***** Information supplied *****
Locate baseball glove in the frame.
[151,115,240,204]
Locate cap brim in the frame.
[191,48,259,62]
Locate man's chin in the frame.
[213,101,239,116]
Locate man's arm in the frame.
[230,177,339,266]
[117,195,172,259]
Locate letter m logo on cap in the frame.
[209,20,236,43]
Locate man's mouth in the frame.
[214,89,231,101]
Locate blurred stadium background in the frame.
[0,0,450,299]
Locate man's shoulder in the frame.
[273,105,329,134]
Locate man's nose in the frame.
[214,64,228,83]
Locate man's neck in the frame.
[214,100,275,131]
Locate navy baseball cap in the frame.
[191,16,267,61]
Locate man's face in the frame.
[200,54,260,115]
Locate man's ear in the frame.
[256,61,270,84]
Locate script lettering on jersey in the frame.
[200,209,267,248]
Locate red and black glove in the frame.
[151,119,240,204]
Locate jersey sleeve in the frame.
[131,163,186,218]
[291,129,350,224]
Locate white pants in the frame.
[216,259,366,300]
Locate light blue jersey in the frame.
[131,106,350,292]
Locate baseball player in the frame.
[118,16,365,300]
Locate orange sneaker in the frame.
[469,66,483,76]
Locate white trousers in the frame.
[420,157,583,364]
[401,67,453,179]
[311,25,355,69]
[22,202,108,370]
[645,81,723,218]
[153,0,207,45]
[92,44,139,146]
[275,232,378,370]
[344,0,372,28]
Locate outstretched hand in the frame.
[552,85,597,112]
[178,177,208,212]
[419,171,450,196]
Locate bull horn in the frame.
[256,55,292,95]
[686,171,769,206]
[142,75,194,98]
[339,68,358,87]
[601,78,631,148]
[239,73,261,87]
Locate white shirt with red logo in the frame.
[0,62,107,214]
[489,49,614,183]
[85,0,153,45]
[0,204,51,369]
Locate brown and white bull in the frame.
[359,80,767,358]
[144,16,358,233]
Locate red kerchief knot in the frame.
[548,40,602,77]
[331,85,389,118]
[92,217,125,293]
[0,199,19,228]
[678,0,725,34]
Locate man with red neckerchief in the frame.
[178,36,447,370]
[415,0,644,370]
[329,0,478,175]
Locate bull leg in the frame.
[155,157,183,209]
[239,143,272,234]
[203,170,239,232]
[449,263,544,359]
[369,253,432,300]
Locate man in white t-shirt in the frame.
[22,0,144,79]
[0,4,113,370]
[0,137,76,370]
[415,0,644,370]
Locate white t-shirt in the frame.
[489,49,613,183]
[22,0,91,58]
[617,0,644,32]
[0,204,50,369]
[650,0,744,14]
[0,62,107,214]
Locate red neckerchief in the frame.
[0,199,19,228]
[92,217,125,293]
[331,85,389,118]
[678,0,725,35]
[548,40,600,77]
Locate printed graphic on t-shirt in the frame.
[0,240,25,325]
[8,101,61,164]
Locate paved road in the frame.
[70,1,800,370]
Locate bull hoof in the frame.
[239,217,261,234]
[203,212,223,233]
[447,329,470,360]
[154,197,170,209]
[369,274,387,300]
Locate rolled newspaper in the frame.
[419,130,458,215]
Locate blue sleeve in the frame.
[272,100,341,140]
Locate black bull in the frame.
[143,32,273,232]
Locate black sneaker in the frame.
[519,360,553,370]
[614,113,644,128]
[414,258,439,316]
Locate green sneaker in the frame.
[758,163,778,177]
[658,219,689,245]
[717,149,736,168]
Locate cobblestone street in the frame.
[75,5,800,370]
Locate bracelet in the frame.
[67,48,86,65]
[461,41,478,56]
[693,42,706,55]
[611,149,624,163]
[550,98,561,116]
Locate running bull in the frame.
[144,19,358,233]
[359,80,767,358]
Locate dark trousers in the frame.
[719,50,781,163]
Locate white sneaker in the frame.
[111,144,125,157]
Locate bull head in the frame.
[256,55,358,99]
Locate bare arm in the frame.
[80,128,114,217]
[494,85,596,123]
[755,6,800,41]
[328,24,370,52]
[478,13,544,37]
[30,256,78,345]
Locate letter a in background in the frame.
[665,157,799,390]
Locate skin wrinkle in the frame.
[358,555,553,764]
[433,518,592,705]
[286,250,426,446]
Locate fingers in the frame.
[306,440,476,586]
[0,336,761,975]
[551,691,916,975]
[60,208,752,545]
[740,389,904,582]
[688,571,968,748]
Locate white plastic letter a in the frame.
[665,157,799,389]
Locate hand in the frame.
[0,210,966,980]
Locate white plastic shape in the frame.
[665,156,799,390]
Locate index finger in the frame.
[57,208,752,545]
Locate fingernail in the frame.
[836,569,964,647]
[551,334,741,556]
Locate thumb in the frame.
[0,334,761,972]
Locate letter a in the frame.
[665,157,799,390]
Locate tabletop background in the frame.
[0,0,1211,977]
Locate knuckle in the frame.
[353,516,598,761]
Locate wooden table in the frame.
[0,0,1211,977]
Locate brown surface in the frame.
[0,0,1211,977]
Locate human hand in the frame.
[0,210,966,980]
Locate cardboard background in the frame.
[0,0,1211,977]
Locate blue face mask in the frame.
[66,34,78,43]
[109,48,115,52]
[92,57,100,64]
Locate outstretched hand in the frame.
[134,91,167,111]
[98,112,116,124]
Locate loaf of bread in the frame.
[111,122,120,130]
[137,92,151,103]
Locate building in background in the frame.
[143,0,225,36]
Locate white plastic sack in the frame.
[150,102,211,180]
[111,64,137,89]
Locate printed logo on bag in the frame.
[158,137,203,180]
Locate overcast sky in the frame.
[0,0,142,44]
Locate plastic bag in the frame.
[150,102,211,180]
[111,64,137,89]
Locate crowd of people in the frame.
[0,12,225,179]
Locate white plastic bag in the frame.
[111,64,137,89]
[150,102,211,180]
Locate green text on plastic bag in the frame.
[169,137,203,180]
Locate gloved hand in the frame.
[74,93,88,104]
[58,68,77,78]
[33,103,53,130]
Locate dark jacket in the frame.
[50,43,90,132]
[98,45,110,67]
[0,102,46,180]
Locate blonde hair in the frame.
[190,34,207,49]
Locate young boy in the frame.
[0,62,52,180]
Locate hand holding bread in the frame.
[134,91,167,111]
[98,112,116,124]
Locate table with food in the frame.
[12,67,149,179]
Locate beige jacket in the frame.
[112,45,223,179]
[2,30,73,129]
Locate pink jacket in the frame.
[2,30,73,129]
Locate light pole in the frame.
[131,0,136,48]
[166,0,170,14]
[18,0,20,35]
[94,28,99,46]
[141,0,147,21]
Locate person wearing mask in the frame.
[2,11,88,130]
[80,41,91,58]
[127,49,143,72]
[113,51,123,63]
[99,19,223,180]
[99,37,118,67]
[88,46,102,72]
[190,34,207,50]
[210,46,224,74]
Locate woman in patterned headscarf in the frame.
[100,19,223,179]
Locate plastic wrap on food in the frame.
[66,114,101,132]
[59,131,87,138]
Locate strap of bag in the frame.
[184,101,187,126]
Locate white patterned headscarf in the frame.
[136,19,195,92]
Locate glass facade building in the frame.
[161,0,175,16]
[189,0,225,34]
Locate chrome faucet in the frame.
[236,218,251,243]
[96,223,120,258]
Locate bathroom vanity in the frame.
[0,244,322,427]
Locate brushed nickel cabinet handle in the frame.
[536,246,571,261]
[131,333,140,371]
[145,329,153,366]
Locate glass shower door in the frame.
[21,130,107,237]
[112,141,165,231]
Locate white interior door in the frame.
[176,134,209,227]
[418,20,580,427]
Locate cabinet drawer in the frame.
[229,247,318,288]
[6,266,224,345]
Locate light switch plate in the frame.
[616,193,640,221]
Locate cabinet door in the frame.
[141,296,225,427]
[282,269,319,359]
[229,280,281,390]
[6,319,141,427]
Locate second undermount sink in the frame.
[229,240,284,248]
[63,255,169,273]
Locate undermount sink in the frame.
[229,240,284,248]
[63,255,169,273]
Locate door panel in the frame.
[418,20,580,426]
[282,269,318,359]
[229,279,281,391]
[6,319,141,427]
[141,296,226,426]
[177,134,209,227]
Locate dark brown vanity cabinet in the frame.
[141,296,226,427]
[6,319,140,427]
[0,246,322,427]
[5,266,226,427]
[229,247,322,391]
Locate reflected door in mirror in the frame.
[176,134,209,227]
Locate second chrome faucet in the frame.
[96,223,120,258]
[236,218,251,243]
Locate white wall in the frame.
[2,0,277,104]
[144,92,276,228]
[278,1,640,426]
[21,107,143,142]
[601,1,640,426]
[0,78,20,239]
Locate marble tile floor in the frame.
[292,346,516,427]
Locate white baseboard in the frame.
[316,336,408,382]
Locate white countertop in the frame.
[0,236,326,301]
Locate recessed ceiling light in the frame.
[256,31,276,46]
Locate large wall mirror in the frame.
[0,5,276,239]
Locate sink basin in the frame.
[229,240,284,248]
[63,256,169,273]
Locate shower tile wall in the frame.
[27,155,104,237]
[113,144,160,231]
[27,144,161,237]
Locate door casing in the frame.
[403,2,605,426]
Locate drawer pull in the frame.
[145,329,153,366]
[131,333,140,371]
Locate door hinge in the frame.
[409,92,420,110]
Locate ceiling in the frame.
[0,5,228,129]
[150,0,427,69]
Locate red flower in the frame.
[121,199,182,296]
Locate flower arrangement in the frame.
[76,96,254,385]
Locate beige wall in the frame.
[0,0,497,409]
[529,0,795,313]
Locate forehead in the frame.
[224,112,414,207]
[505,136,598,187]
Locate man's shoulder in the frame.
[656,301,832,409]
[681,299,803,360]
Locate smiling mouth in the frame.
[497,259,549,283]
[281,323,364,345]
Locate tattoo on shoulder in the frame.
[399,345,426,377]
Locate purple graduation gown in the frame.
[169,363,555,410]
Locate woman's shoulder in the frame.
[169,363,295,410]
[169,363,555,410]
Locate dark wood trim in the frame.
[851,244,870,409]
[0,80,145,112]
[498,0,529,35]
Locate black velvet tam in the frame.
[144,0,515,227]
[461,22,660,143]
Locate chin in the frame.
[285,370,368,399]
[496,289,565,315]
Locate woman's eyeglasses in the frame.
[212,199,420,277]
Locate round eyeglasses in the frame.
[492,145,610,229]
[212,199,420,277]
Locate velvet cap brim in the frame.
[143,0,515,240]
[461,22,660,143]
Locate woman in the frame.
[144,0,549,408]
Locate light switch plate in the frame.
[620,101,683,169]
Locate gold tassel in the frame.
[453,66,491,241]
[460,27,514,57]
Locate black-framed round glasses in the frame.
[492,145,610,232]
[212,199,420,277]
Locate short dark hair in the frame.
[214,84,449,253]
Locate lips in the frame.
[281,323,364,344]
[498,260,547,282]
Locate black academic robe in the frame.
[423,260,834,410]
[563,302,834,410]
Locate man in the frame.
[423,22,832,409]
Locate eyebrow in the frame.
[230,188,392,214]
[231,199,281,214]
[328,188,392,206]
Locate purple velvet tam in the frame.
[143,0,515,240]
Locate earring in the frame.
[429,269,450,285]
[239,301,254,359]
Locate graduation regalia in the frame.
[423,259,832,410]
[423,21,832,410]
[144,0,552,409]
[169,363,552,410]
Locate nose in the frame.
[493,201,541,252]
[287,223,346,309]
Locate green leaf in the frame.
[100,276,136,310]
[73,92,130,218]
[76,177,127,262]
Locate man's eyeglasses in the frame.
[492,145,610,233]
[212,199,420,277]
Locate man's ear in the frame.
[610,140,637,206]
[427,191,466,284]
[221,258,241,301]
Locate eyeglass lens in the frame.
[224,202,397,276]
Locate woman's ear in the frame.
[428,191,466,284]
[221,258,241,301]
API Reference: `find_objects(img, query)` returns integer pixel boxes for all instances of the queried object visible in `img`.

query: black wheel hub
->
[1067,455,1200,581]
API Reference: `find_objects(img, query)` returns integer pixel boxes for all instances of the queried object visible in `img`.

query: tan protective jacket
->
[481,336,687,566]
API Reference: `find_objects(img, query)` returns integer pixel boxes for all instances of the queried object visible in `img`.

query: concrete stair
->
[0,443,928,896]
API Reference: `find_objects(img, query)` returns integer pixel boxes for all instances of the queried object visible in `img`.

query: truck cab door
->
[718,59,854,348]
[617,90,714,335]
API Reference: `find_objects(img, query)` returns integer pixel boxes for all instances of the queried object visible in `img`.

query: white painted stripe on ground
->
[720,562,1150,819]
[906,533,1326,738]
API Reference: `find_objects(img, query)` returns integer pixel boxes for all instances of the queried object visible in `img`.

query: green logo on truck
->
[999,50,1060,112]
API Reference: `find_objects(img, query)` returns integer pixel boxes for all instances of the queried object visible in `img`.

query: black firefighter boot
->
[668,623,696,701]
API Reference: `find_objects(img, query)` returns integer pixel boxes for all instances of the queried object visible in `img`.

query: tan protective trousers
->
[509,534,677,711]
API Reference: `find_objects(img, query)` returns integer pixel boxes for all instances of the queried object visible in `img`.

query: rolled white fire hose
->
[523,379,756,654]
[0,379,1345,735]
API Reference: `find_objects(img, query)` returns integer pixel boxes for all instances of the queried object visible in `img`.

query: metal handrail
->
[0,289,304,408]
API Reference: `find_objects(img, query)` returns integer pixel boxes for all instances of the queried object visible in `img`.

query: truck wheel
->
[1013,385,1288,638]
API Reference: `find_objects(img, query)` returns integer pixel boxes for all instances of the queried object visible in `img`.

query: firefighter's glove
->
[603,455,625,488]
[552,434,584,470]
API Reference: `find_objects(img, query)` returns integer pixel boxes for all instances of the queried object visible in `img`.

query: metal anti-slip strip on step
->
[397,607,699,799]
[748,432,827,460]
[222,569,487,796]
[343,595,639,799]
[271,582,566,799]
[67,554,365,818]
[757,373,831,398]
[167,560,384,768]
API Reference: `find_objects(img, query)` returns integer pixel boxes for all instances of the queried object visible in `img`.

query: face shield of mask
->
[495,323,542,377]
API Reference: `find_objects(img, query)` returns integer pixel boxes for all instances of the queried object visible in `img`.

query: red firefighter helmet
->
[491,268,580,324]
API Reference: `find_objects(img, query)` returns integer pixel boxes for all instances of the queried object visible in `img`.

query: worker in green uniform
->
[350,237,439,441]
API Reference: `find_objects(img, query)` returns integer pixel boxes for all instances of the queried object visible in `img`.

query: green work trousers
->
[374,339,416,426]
*****
Stated problem: Could you set down, word for word, the stretch of the records above from the line containing "Locate printed graphic" through the line containing "[0,334,761,972]", with both of those lines included?

Solved problem:
Locate printed graphic on t-shirt in the frame.
[0,240,25,325]
[8,101,61,164]
Locate paved road in the frame.
[70,1,800,370]
Locate bull hoof in the frame.
[239,217,261,234]
[203,212,223,233]
[447,329,470,360]
[154,197,170,209]
[369,274,387,300]
Locate rolled newspaper in the frame.
[419,130,458,215]
Locate blue sleeve in the frame.
[272,100,341,140]
Locate black bull in the frame.
[143,32,273,232]
Locate black sneaker in the frame.
[519,360,553,370]
[614,113,644,128]
[414,258,439,316]
Locate green sneaker in the frame.
[758,163,778,177]
[658,219,689,245]
[717,149,736,168]
Locate cobblestone street in the frame.
[75,5,800,370]
Locate bracelet in the frame.
[67,48,86,65]
[461,41,478,56]
[693,42,706,55]
[611,149,624,163]
[550,98,561,116]
Locate running bull in the frame.
[144,19,358,233]
[359,80,767,358]
Locate dark trousers in the frame.
[719,50,781,163]
Locate white sneaker in the frame.
[111,144,125,157]
Locate bull head in the frame.
[256,55,358,99]
Locate bare arm in the frame.
[80,128,114,217]
[494,85,596,123]
[755,6,800,41]
[328,24,370,52]
[478,13,544,37]
[30,256,78,345]
Locate letter a in background in the frame.
[665,157,799,390]
Locate skin wrinkle in the frame.
[358,555,553,764]
[433,518,592,705]
[286,250,426,446]
Locate fingers in the frame.
[306,440,476,586]
[0,336,761,975]
[551,691,916,975]
[60,208,752,545]
[740,389,904,582]
[688,571,968,748]
Locate white plastic letter a in the frame.
[665,157,799,389]
Locate hand in the frame.
[0,210,966,980]
Locate white plastic shape in the frame.
[665,156,799,390]
Locate index finger in the frame.
[57,208,752,545]
Locate fingernail in the frame.
[836,569,964,647]
[551,334,741,556]
Locate thumb in the frame.
[0,334,761,972]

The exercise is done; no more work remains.